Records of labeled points
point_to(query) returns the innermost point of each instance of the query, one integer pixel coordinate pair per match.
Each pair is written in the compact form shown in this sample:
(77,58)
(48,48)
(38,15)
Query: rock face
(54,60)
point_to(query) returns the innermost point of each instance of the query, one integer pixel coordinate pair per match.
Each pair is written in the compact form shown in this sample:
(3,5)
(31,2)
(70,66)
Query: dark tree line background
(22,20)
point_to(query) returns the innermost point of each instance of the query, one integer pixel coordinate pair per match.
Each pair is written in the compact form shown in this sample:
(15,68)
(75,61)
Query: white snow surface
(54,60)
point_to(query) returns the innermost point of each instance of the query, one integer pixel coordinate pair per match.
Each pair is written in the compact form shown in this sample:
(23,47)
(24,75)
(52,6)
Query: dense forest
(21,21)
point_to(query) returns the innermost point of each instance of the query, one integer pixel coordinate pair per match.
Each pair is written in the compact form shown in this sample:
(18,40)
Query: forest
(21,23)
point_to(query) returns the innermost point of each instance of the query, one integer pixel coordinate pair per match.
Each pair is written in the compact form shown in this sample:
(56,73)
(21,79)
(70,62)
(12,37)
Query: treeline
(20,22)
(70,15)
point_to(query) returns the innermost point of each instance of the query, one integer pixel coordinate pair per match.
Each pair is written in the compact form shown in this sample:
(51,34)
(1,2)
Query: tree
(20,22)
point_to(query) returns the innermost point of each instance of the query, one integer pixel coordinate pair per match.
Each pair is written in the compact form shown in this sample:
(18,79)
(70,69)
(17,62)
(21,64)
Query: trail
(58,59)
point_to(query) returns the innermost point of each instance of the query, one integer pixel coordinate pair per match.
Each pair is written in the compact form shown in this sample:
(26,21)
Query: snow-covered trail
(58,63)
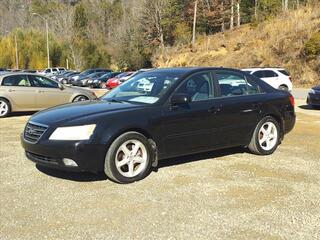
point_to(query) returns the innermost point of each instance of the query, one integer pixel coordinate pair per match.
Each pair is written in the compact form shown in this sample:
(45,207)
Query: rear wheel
(5,108)
(129,158)
(80,98)
(266,137)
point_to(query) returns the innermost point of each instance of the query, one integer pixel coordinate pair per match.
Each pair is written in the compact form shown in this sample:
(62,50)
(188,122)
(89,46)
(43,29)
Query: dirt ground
(226,194)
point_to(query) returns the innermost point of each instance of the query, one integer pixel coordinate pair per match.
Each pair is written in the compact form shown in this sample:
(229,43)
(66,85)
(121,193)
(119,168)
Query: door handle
(254,107)
(214,110)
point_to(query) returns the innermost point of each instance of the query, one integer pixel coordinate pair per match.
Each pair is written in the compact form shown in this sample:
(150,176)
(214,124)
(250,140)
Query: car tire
(129,158)
(266,137)
(284,88)
(80,98)
(5,108)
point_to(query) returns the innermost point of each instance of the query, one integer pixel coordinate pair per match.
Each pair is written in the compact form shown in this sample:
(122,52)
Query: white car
(278,78)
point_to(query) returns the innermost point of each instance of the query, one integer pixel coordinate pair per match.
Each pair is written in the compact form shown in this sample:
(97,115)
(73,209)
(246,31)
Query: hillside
(281,41)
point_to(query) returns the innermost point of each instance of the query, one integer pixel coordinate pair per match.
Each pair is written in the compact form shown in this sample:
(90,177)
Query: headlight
(73,133)
(312,91)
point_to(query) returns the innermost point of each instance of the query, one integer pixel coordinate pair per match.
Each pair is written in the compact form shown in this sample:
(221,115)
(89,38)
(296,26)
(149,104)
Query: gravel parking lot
(226,194)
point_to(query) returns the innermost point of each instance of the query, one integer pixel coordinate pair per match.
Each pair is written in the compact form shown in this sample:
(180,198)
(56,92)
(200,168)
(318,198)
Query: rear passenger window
(232,84)
(18,81)
(265,74)
(269,73)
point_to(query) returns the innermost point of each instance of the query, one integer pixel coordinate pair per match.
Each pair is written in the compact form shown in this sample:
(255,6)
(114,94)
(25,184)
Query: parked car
(313,98)
(93,76)
(33,92)
(68,77)
(278,78)
(100,82)
(85,73)
(188,111)
(48,72)
(117,80)
(60,75)
(29,70)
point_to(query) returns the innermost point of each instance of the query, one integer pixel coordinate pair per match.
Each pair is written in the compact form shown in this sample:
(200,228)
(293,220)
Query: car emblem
(31,131)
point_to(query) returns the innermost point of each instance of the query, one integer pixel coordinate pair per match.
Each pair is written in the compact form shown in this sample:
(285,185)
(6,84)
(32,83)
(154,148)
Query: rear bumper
(313,99)
(88,157)
(289,121)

* [Given problem]: Report every line of the listing above that contains the word "white", copying each such line in full.

* [Output of the exercise]:
Query: white snow surface
Query: white car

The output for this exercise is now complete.